Loss and mourning in times of COVID-19




Panellists: Cordelia Schmidt-Hellerau, Lesley Caldwell, Marina Altmann
Moderator: Eduardo Gastelumendi


This webinar is in English.

Since its beginning, psychoanalysis has undergone theoretical-clinical transformations in the face of subjective changes and the new demands that arise from them. We have all recently experienced significant changes that affect both ourselves and our patients. Therefore, the aim of this webinar is to think about what type of changes analysts have experienced related to being in contact with a new and unknown virus. A virus that kills mostly old people, that is very contagious, and that can lead to isolation and loneliness for those who contract it. If death is such a difficult thing to assimilate in the western world, if farewells are so painful and difficult to go through, how can we face these situations during moments of Covid-19. The pandemic has restricted our rituals; wakes cannot be held and social distancing affects funerals. How mourning and loss is processed is what we will think about together during this webinar.

Cordelia Schmidt-Hellerau (download webinar handout): Cordelia Schmidt-Hellerau, Ph.D. is a Training and Supervising Analyst of the Boston Psychoanalytic Society and Institute as well as of the Swiss Psychoanalytic Society. She has published numerous papers and three books on metapsychology, clinical issues and applied psychoanalysis. Her 2018 publication of Driven to Survive at IPBooks was a finalist of the American Board & Academy of Psychoanalysis Book Prize. She has published her first novel, Rousseaus Traum, in German and will publish her second novel, Memory’s Eyes, in 2020 at IPBooks. Since 2017 she is the chair of the IPA in Culture Committee. She works in private practice in Chestnut Hill by Boston.


Lesley Caldwell (download webinar handout): Lesley Caldwell is a psychoanalyst of the British Psychoanalytic Association( BPA)  in private practice in London. She is a European  representative for  COWAP,  a TA for the Independent Child and Psychotherapy Training( IPCAPA) and   a member of its Training analysts’ Committee. She is Hon Professor in the Psychoanalysis Unit at UCL where she has taught  on the Master’s and doctoral programme and she continues to supervise doctoral students.  From 2010 to 2016 she   coordinated   the Unit’s Interdisciplinary Programme. With Helen Taylor Robinson  she is joint general editor of The Collected Works of Donald Winnicott ( OUP, 2016) and is responsible for the more than 100 new entries( 2020) uploaded to the online edition of the CW now freely available online as part of Volume12. She is especially  interested in analytic communication and  the use of silence in the session.

» Extracted information
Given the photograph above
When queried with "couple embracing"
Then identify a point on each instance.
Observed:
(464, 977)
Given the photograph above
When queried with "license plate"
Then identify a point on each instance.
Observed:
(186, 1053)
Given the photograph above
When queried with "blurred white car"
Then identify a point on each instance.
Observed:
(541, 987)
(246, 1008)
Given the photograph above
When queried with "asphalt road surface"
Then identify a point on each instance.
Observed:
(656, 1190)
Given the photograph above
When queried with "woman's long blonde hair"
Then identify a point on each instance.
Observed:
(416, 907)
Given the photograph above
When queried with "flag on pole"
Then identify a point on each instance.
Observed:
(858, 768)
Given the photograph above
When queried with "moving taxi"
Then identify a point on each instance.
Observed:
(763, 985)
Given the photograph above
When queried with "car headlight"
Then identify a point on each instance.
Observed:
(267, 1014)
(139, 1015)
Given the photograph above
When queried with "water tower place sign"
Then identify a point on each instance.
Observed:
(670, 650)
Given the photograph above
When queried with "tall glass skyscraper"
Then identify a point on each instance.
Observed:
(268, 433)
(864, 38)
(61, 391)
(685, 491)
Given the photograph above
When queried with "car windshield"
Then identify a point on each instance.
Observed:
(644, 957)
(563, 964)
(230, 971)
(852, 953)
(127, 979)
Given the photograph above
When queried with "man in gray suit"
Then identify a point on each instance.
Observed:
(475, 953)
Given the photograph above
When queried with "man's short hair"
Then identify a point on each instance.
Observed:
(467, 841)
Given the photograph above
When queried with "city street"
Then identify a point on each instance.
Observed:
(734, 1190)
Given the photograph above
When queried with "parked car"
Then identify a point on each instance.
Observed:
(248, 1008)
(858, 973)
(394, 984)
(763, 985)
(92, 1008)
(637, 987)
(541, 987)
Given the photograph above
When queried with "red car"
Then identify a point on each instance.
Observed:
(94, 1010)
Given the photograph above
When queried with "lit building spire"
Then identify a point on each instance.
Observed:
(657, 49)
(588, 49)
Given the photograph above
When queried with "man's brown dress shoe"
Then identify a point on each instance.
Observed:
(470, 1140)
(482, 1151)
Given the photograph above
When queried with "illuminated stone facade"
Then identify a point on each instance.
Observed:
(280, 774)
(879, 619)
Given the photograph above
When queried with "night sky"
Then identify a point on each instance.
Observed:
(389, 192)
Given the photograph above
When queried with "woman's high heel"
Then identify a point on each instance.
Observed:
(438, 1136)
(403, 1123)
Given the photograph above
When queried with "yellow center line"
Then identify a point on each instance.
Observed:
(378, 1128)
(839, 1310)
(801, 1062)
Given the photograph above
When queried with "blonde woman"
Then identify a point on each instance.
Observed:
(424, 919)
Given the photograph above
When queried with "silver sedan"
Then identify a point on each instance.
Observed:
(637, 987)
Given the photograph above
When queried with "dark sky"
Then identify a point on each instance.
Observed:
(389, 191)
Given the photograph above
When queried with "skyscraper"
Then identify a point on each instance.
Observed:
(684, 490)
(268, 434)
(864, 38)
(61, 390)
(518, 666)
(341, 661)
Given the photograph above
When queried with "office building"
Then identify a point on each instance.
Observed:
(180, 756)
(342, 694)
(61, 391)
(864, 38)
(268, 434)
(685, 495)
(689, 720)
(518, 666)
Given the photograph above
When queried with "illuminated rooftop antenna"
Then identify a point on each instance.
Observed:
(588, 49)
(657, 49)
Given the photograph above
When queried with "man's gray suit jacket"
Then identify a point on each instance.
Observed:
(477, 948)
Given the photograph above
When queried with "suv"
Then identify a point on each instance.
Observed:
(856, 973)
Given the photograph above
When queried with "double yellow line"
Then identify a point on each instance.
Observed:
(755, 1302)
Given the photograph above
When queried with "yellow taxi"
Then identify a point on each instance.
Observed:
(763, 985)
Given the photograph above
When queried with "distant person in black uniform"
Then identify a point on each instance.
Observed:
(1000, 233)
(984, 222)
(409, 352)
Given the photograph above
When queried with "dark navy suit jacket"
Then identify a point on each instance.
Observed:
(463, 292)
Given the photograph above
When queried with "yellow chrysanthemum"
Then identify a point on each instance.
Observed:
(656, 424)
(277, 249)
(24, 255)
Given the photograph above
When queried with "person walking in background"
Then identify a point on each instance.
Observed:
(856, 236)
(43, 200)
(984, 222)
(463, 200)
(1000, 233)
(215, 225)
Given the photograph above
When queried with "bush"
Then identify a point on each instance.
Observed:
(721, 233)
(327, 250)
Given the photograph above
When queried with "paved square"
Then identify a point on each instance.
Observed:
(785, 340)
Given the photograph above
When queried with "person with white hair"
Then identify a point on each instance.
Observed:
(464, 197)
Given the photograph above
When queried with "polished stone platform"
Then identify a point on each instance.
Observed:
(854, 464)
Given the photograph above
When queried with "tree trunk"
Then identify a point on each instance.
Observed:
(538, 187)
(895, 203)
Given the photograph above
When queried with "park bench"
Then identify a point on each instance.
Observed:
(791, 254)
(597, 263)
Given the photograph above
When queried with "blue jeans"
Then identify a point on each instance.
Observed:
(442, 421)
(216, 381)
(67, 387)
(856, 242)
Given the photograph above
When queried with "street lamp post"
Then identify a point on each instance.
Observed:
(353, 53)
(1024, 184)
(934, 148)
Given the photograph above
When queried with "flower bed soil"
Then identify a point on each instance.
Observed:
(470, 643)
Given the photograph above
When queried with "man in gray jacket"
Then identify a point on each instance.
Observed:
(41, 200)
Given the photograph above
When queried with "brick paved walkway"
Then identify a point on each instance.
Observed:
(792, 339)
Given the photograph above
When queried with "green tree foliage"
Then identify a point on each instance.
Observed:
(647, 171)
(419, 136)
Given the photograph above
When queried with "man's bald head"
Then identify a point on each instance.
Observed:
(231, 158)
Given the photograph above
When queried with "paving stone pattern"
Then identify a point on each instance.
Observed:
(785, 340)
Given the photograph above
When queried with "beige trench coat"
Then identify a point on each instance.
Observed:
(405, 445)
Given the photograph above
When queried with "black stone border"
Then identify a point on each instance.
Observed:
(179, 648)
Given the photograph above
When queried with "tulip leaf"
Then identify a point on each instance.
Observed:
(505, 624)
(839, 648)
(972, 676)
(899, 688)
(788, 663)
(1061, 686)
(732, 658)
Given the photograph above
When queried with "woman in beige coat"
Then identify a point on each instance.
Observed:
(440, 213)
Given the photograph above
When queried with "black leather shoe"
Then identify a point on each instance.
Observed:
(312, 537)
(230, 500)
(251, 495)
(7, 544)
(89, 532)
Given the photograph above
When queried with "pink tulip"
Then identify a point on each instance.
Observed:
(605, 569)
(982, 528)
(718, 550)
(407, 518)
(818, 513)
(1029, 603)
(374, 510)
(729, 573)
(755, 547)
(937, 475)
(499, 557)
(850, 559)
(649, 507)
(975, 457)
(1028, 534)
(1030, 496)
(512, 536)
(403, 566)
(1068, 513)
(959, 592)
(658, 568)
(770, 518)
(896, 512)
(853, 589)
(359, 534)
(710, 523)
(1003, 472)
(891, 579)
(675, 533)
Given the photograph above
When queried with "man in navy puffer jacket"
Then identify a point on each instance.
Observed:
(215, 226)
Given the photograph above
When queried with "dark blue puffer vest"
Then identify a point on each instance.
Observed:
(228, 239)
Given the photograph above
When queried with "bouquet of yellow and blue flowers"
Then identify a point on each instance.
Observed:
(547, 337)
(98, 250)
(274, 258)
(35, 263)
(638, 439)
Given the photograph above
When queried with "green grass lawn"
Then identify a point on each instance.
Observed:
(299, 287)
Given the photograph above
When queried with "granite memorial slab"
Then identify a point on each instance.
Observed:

--

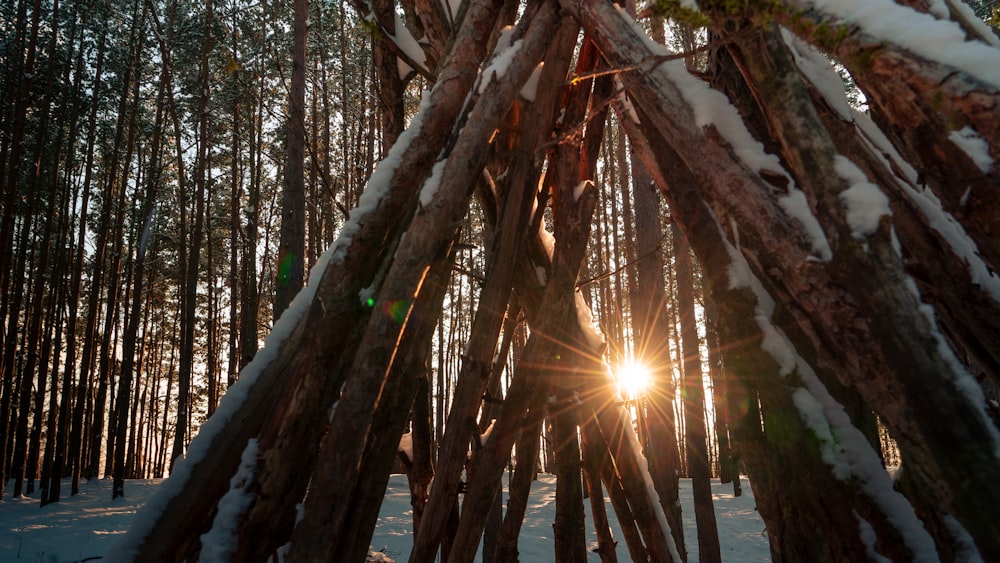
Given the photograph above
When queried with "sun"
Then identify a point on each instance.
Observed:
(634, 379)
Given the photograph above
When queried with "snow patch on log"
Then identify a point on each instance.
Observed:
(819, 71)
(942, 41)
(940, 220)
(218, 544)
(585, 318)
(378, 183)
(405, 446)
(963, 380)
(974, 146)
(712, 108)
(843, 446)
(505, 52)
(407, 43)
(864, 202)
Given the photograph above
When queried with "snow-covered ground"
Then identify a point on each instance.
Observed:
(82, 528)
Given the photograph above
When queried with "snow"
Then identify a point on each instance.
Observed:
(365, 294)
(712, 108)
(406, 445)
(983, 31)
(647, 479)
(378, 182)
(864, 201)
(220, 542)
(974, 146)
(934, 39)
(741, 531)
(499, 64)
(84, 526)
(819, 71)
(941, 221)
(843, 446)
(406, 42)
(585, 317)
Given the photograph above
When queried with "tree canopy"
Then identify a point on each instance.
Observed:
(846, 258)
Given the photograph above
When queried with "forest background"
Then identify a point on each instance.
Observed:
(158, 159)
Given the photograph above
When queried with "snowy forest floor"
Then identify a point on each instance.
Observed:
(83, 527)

» Activity 1
According to the text on loss and mourning in times of COVID-19, who is the moderator of the webinar?
» Activity 2
Extend the text on loss and mourning in times of COVID-19 by writing the next part after its final sentence.

» Task response 1
Eduardo Gastelumendi

» Task response 2
Marina Altmann (download webinar handout): Psychoanalyst, Master in Psychoanalysis, and Children and Adolescent Psychoanalyst (IPA). She is a full member and training analyst of the Uruguayan Psychoanalytic Association. She is currently Chair of the Clinical Research Subcommittee of the IPA Research Committee (since 2017) and former  Chair of the Clinical Observation Committee (2010-2017). She has received the Sigourney Award (2017). She won the Biannual Exceptional Contribution Award from the Research Committee of the International Psychoanalytical Association (2001) for her research in verbal and non-verbal interactions in the mother–baby psychotherapeutic process. She has published chapters in books, and papers in both Spanish and English. 

Eduardo Gastelumendi: Eduardo Gastelumendi is past-President and past-Vicepresident of the Peru Psychoanalytic Society. He is a training analyst at the Institute, member of the Training Committee, of the Selection of Candidates Committee, and of the Ethics Committee.  At FEPAL he has served as Treasurer and through FEPAL’s Interchange Program has visited Pelotas Psychoanalytic Society. At IPA, he has served as Co-Chair for Latin America of the Allied Professions Committee, Chair for Latin America of the 51st Congress Committee in London and is presently Co-Chair for Latin America of the Application Societies Committee. He has been visiting analyst through CAPSA program to the Polish Psychoanalytical Society.